## About this task
If a line in the entries includes "wall", show that line.

Dataset records:

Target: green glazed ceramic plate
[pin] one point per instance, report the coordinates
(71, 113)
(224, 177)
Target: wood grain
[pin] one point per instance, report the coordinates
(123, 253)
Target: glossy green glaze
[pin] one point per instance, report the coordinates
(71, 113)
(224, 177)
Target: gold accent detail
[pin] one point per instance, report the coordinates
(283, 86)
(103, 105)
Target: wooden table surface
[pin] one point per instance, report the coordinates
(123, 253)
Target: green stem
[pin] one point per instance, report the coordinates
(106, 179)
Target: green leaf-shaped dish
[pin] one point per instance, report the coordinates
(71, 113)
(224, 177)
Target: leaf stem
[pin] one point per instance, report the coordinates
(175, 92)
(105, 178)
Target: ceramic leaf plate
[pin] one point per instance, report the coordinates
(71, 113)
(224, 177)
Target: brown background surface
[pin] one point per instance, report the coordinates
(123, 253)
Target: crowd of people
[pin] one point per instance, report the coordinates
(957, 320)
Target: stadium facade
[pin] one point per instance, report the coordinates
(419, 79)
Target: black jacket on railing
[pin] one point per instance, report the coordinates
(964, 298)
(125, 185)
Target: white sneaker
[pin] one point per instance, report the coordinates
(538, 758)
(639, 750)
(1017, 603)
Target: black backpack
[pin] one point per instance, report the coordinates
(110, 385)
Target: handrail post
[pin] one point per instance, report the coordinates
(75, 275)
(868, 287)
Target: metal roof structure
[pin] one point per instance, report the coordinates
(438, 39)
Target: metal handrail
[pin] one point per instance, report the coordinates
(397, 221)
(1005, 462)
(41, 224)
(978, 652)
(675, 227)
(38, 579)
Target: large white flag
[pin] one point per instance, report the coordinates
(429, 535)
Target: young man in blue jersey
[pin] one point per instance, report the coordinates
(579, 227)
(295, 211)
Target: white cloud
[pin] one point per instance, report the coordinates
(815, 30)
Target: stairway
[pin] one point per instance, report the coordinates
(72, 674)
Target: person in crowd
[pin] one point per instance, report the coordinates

--

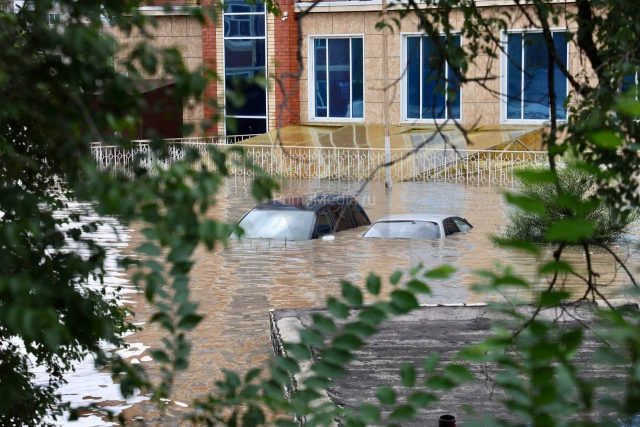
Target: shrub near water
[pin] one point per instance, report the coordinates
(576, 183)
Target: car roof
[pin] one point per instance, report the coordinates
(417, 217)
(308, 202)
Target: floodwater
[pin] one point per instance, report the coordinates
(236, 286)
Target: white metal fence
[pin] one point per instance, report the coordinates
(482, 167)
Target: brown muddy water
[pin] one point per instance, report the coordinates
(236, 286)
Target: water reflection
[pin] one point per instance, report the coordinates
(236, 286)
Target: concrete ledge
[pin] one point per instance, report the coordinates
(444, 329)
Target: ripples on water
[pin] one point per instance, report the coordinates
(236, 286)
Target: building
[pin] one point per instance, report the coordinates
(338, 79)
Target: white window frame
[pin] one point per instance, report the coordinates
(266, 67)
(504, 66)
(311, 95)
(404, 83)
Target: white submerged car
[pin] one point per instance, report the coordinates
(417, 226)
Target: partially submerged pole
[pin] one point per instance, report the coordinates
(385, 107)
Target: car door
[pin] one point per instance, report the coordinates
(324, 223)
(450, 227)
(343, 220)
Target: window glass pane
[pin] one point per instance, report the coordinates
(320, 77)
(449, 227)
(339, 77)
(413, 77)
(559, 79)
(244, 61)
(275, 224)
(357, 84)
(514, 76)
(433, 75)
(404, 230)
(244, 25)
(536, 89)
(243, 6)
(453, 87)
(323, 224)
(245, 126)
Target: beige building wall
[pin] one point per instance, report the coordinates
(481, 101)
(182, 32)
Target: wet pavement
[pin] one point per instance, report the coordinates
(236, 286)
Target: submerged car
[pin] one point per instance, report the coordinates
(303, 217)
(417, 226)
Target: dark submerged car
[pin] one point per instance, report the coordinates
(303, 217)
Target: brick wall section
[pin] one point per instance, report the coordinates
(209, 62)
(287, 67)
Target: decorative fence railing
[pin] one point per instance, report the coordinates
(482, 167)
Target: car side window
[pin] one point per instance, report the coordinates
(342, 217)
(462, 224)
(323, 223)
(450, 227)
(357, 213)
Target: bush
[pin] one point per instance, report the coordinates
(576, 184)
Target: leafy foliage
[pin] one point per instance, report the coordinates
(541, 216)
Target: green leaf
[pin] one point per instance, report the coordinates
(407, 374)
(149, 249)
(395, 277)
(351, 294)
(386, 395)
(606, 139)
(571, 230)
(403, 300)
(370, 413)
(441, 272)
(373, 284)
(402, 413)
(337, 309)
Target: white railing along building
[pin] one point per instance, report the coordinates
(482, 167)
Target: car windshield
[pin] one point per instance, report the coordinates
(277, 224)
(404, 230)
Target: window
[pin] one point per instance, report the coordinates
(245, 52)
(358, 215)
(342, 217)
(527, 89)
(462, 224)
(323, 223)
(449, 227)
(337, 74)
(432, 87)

## Answer section
Target: beige building wall
Target: brick wall section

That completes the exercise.